Reflections on Timeless Rhythms in David Bellusci’s Age of Innocence

David Bellusci opens his latest poetry collection, Age of Innocence (Wipf and Stock, 2020), with a poem that heralds the sensory delights to come. “Angelic Park” is the first of thirteen poems in the book’s initial section titled Book of Nature. Its dazzling imagery and metaphors paint a rich and enchanting scene.

Turquoise waves, emerald crystals, / shower us. / Like a magic wand—a spell— / that taps we fall, enchanted. / The horizon an orange ball opens, / eggs break, yoke and white / gently lick the night sky.

The poems that follow, “Mother’s Day in the Park,” “River Melody,” and “Granville Island Blues” evoke movement, nostalgia, and the convergence of people and nature. We accompany Bellusci through the landscape of the ordinary and extraordinary as he navigates memories in the perennial passage of the seasons. “Stellar Dance” and “Equine White” depict the symphony that is the cosmos: a pulsating and palpable rhythm that unites heaven and earth.

The book’s second section, Course in Metaphysics, begins with “Bee-ing,” where we are enveloped in the softness and fragrance of the bee dance. Bees instinctively engage in the search for nectar, which can be paralleled to the search for meaning in our lives.

The existential pondering unique to human beings is explored in this series of poems as Bellusci takes us on philosophical outings while still connected to earthly realities. “Aristotelian Morphology” examines the sensory and sacred spaces in life, the constructs of time and their limitations, and the efforts to penetrate the mysteries of existence.

• Records shown:
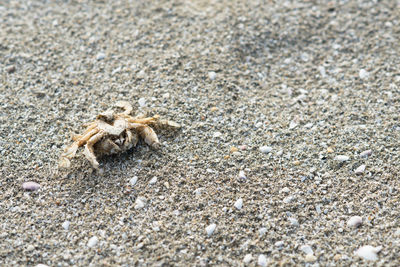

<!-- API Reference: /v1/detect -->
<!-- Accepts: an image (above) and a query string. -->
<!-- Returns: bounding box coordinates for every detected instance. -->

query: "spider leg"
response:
[115,101,133,115]
[83,131,106,170]
[127,117,157,124]
[122,129,139,150]
[129,123,160,148]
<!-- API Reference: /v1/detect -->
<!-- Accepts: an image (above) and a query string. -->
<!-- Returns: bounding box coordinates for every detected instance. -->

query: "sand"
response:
[0,0,400,266]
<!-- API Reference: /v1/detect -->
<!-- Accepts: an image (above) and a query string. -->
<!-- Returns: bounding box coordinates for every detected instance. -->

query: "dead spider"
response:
[60,101,180,170]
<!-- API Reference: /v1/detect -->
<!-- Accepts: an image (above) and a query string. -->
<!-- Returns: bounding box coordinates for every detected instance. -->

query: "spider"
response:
[60,101,180,170]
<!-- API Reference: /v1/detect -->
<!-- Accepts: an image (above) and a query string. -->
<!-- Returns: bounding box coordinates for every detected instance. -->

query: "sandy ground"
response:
[0,0,400,266]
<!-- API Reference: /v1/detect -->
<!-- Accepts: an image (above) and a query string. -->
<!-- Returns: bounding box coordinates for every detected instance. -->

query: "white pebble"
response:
[88,236,99,248]
[96,53,106,60]
[61,221,70,230]
[136,70,146,79]
[258,227,268,236]
[283,196,296,204]
[259,146,272,154]
[354,245,382,261]
[135,197,146,210]
[138,97,146,107]
[214,132,222,138]
[208,71,217,81]
[300,245,314,255]
[304,254,317,262]
[288,217,299,226]
[347,216,362,228]
[206,223,217,236]
[129,176,138,186]
[335,155,350,162]
[359,69,369,80]
[239,170,247,179]
[257,254,267,267]
[289,121,298,130]
[281,187,290,193]
[243,254,253,264]
[22,182,40,191]
[354,164,366,174]
[233,198,243,210]
[360,149,372,158]
[149,176,157,184]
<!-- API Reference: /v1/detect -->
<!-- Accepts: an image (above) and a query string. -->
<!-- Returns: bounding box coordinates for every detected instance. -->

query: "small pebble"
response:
[88,236,99,248]
[6,65,15,73]
[347,216,362,228]
[61,221,70,230]
[149,176,157,184]
[233,198,243,210]
[335,155,350,162]
[136,70,146,79]
[333,254,342,261]
[243,254,253,264]
[289,121,298,130]
[129,176,138,186]
[213,132,222,138]
[96,53,106,60]
[257,254,267,267]
[258,227,268,236]
[259,146,272,154]
[283,196,296,204]
[359,69,369,80]
[354,245,382,261]
[239,170,247,179]
[206,223,217,236]
[354,164,366,174]
[135,197,146,210]
[360,149,372,158]
[288,217,299,226]
[281,187,290,193]
[138,97,146,107]
[300,245,314,255]
[208,71,217,81]
[22,182,40,191]
[229,146,239,153]
[304,254,317,262]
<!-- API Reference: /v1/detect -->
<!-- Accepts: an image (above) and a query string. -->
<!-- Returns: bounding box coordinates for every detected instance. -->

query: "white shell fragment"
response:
[300,245,314,255]
[208,71,217,81]
[347,216,362,228]
[335,155,350,162]
[129,176,138,186]
[138,97,146,107]
[243,254,253,264]
[149,176,157,184]
[233,198,243,210]
[206,223,217,236]
[22,182,40,191]
[354,164,366,174]
[288,217,299,226]
[360,149,372,158]
[359,69,369,80]
[61,221,70,230]
[304,254,317,262]
[259,146,272,154]
[257,254,267,267]
[96,52,106,60]
[88,236,99,248]
[135,197,146,210]
[354,245,382,261]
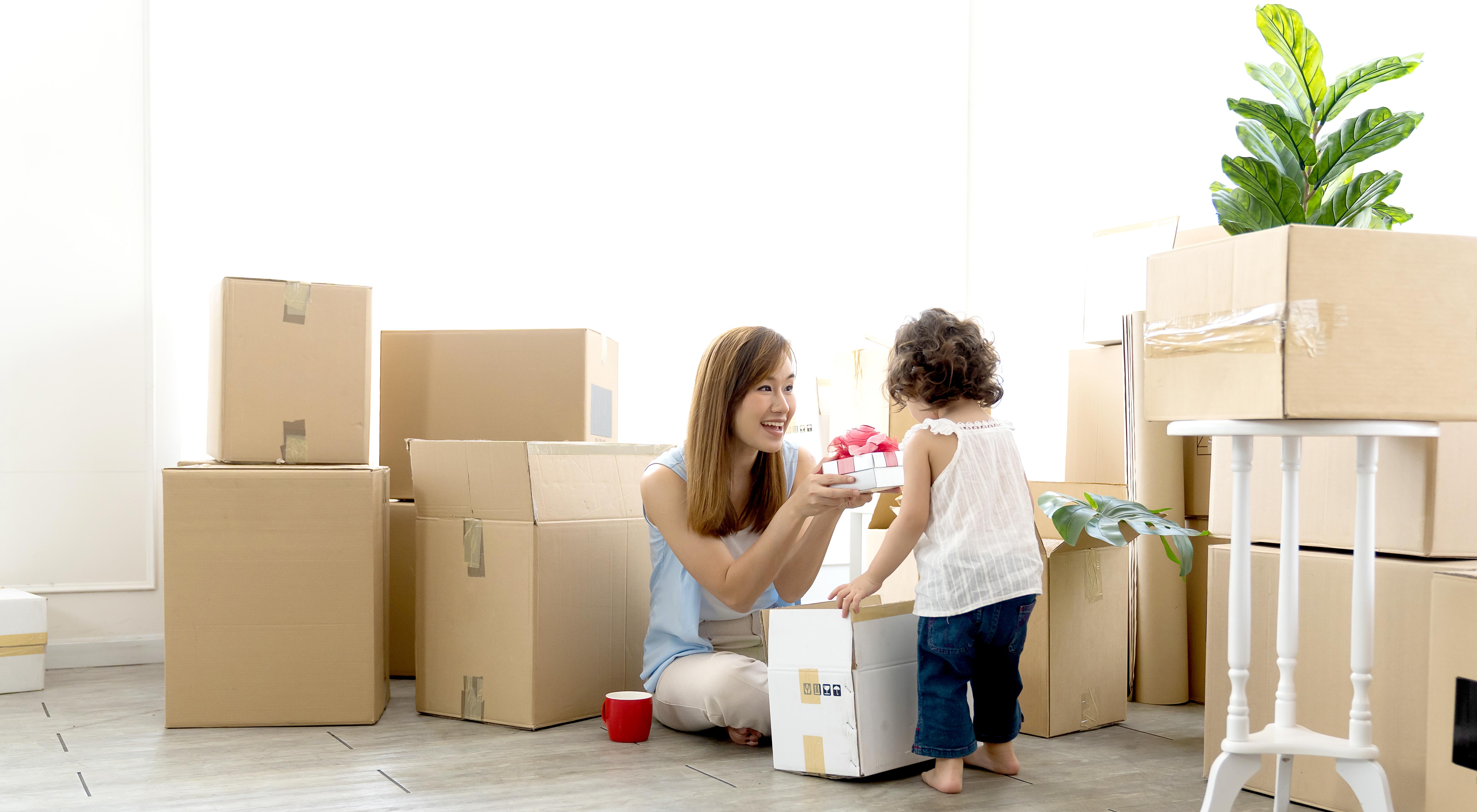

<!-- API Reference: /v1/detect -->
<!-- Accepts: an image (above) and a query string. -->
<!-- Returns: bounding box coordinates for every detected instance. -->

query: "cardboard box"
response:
[409,440,666,729]
[1182,437,1220,520]
[1123,313,1190,704]
[380,329,620,499]
[1066,344,1128,484]
[1021,481,1130,737]
[205,276,372,465]
[385,502,415,676]
[164,464,390,728]
[821,452,902,493]
[1204,545,1456,812]
[861,529,919,604]
[1210,422,1477,558]
[1145,224,1477,421]
[0,586,46,694]
[1418,570,1477,812]
[1185,523,1230,704]
[765,601,928,778]
[1021,536,1128,737]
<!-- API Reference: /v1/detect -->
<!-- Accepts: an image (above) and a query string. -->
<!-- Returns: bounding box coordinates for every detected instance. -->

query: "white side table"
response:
[1168,421,1440,812]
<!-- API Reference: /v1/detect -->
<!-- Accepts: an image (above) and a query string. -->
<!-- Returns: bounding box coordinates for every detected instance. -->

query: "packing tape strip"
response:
[462,518,487,577]
[462,676,483,722]
[801,735,826,775]
[1078,688,1099,731]
[1143,298,1349,359]
[282,282,313,325]
[1083,548,1103,604]
[529,443,672,456]
[282,419,307,465]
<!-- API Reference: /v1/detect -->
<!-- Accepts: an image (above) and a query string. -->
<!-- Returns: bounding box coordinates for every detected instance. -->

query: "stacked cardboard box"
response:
[764,601,928,778]
[205,276,371,465]
[1021,483,1130,737]
[1425,570,1477,812]
[409,440,665,729]
[1204,545,1453,812]
[162,278,390,728]
[164,465,390,728]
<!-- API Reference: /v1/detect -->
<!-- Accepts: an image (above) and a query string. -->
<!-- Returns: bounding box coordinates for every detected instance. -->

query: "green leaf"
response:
[1307,108,1425,190]
[1257,4,1328,116]
[1247,62,1316,127]
[1210,183,1286,236]
[1323,53,1425,124]
[1226,99,1317,167]
[1310,171,1400,226]
[1220,155,1303,224]
[1236,121,1307,196]
[1369,204,1415,229]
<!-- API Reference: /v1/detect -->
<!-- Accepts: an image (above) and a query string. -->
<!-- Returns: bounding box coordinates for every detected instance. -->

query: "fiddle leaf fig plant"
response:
[1210,4,1425,235]
[1035,490,1210,577]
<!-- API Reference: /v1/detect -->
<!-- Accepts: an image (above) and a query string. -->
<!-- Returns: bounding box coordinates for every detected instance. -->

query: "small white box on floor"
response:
[767,601,926,778]
[821,450,902,493]
[0,588,46,694]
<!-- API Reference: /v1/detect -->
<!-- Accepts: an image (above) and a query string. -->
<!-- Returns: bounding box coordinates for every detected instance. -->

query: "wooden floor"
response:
[0,666,1317,812]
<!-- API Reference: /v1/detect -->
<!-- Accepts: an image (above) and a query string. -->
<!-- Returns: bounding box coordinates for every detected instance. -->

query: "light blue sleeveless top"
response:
[641,440,801,691]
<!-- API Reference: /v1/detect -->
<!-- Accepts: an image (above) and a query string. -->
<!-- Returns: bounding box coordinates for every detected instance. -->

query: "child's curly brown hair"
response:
[886,307,1006,407]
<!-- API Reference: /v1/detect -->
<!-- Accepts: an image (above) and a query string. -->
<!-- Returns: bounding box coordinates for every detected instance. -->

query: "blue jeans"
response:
[913,595,1035,759]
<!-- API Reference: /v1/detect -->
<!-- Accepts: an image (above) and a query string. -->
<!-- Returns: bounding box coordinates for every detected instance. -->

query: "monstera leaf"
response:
[1210,4,1424,235]
[1035,490,1210,577]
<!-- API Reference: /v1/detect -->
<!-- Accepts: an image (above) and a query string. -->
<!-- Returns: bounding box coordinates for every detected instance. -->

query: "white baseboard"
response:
[46,635,164,670]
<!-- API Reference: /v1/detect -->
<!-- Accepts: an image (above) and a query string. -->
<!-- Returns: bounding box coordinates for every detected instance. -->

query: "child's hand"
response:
[826,573,882,617]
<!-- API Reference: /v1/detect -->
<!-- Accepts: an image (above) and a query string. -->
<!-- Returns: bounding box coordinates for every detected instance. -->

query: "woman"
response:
[641,328,871,746]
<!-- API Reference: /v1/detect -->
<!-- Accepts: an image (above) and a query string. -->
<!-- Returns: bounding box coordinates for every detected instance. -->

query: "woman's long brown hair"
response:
[682,328,793,536]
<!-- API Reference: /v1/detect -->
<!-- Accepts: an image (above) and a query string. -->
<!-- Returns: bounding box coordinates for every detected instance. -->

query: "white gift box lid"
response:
[0,586,46,636]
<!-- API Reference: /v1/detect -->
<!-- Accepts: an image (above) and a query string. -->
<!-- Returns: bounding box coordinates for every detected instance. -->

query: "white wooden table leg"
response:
[1334,759,1388,812]
[1226,437,1252,741]
[1272,754,1292,812]
[1349,437,1382,750]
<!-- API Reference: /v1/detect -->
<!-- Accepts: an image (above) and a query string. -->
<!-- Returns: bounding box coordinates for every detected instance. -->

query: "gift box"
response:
[821,425,902,493]
[821,450,902,493]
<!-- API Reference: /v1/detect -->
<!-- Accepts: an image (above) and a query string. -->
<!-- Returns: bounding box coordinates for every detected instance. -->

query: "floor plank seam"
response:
[375,769,411,794]
[682,765,738,790]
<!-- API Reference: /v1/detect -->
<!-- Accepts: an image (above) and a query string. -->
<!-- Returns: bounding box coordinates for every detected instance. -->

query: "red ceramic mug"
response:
[600,691,651,743]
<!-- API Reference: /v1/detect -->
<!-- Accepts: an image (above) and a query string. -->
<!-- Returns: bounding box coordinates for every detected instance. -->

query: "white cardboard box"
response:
[768,601,926,778]
[0,588,46,694]
[821,450,902,493]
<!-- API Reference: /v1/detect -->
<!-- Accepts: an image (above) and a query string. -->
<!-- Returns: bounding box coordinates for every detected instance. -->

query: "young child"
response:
[832,309,1041,793]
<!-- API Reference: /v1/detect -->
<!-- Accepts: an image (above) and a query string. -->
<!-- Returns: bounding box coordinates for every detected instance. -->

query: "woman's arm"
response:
[774,449,851,604]
[641,455,861,611]
[830,431,938,617]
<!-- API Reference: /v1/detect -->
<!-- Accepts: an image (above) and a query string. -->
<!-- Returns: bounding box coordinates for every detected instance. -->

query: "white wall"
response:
[969,0,1477,480]
[0,0,162,666]
[152,0,967,467]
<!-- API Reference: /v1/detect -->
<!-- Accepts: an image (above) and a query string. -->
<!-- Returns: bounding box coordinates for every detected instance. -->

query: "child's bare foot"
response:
[923,759,964,794]
[964,741,1021,775]
[728,728,759,747]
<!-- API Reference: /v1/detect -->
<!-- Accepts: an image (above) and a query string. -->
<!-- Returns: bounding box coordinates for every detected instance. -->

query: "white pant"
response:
[651,651,770,735]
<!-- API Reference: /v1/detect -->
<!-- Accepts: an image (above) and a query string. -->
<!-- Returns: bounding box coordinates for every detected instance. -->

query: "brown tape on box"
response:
[282,282,313,325]
[462,518,487,577]
[462,676,482,722]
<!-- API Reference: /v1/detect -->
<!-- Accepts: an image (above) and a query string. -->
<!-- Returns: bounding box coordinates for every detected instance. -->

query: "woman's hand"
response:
[826,573,882,617]
[790,462,871,517]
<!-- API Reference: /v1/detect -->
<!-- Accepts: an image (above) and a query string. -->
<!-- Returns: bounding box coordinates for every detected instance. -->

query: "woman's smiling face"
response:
[728,357,795,453]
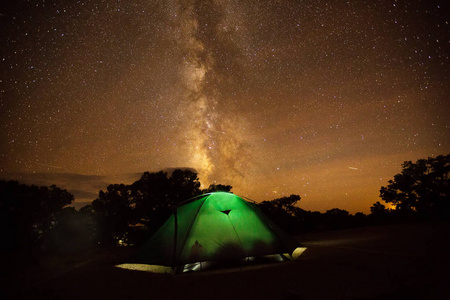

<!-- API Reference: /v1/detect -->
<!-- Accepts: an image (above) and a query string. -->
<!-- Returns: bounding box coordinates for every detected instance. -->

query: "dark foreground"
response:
[0,223,450,300]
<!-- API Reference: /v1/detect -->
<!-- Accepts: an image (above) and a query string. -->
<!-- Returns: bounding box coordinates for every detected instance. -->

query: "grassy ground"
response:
[4,223,450,300]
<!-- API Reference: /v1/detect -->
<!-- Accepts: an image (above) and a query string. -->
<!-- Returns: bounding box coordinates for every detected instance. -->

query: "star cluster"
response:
[0,0,450,212]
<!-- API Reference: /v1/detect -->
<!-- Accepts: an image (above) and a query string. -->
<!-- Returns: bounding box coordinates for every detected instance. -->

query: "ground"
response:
[0,223,450,300]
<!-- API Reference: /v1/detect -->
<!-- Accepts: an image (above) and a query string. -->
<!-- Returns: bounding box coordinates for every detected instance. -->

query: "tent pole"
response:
[172,207,178,268]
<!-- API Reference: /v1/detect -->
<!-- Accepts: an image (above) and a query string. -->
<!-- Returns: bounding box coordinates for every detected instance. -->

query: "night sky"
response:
[0,0,450,213]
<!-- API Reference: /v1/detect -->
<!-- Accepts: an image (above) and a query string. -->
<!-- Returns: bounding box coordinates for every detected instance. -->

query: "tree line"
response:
[0,155,450,261]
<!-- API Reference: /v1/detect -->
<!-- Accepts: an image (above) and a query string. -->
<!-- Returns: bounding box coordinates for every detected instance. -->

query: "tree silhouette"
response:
[259,195,303,232]
[91,169,201,244]
[380,155,450,218]
[0,180,74,257]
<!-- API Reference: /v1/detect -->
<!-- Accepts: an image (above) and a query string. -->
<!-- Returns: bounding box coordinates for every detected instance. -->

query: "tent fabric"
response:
[139,192,297,267]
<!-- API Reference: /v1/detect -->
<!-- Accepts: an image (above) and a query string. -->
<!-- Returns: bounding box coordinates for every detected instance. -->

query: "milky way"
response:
[0,0,450,212]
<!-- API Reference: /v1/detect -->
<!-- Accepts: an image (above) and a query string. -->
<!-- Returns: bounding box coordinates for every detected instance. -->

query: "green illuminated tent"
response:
[139,192,297,267]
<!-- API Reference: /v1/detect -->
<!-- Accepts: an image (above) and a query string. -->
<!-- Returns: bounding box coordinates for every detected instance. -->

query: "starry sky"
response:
[0,0,450,213]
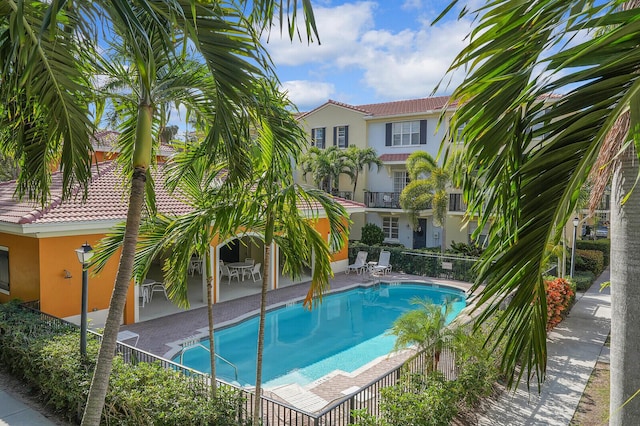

• Tasks to complete:
1. List every poem title named in the review of Age of Innocence.
2. Extend the review of Age of Innocence, picking up after its final sentence.

• Outputs in order:
1. "Angelic Park," "Mother's Day in the Park," "River Melody," "Granville Island Blues," "Stellar Dance," "Equine White," "Bee-ing," "Aristotelian Morphology"

2.
blue skies disappear . . . deep purple / unknown abyss forever? / I stare and wonder / something exists, what? / captured by the self, / liberated by being / thinking creature absorbed.

With his evocative and vibrant descriptions, Bellusci invites us to contemplate and experience the bursts of colour in our world and to meditate and dream.

In “Autumn Lake” the end of the season has a melancholic air, yet is brightened as the… Sun pokes clouds / pours orange and red / on golden seagulls. And “Last Night” is filled with sensory impressions: wood splitting, fire crackling, stars and sparrows as… veiled light undresses the galaxy.

In the third section of the book, Cities and Fields, Bellusci gives us captured moments of people and places around the world – of Montreal, Cape Town, Bombay, Nagoya: from street people and winter slush and Victorian brick houses to the pastel paradise of the Caribbean islands, where.. I drink the morning like / mango juice. He takes in the wisteria vines of Arkansas, tastes… fried green beans, catfish on a / Friday, / and hushpuppies. In Mexico… Lush green screams in red soil, and… Along Namibian shores / pink pelicans dance.

In Bellusci’s penultimate section, Orange Portraits, he continues to share his global encounters and impressions with “Scent of Copenhagen,” “La Haïtienne,” “Sherbrooke Street,” and “Pigeon Lady,” among others.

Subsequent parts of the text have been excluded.